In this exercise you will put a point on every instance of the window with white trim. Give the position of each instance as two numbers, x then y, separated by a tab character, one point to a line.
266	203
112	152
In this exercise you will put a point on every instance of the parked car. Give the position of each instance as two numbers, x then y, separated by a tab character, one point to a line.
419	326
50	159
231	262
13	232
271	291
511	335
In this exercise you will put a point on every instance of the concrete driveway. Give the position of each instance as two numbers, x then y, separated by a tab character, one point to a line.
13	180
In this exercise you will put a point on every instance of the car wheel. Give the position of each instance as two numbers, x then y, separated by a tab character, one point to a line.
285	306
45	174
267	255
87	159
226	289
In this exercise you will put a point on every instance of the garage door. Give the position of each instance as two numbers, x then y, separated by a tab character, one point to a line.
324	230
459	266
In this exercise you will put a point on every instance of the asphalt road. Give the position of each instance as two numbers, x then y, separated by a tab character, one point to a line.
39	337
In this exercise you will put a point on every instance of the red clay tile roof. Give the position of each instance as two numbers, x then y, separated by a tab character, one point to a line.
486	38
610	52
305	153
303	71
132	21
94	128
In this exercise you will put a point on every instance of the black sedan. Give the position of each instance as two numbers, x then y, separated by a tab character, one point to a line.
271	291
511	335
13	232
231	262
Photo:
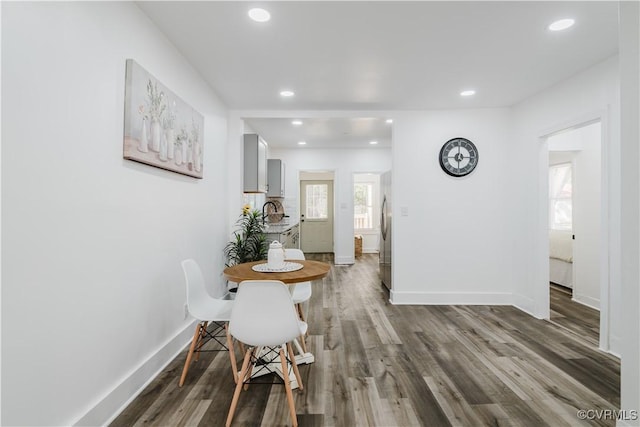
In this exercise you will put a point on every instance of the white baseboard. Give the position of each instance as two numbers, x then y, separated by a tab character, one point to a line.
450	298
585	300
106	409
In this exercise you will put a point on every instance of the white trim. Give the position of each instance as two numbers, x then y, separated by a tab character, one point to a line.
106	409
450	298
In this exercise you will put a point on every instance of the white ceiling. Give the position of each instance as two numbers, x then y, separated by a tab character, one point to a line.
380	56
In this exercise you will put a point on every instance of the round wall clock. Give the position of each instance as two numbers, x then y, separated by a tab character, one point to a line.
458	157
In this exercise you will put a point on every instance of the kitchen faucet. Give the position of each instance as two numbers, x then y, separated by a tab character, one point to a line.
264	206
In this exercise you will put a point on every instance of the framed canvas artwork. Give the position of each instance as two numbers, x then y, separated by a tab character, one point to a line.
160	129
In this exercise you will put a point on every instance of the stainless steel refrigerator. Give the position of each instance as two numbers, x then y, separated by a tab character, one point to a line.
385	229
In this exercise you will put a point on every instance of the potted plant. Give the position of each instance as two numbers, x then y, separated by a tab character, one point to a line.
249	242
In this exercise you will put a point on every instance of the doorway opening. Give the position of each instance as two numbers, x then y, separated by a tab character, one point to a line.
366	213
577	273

──────────────────────────────

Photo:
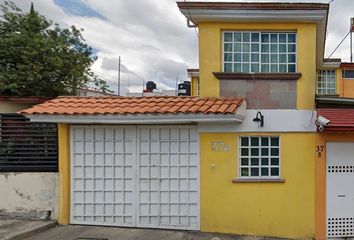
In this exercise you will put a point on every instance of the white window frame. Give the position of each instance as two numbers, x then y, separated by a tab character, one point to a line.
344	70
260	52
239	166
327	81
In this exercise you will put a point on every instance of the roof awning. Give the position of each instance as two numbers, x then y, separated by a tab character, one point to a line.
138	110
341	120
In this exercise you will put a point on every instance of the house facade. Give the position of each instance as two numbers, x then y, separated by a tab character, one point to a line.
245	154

──────────────────────────────

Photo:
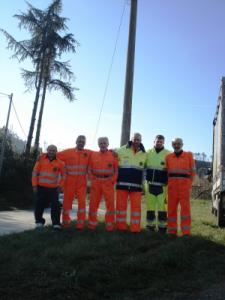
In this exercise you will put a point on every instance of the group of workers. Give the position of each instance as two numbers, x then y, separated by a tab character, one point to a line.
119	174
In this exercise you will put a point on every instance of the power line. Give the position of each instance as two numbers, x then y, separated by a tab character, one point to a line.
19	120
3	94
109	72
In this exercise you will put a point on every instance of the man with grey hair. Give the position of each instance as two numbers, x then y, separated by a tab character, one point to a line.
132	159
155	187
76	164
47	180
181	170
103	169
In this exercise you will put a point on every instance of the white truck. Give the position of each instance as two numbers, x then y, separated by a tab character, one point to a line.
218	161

──────────────────────────────

Pick out every line of the material above that contains the string "with", and copy those lines. Matches are case-sensitive.

_Final result:_
In this exercise you will put a point on every instance of the window with white trim. Give the position of each instance as two numbers, x then y, separated by a tab character, one point to a line.
In this exercise you will put a point on every instance of the man with grey hair. Give the position of each instance as two numbers, x then y, separated by a tab character, one point to a line.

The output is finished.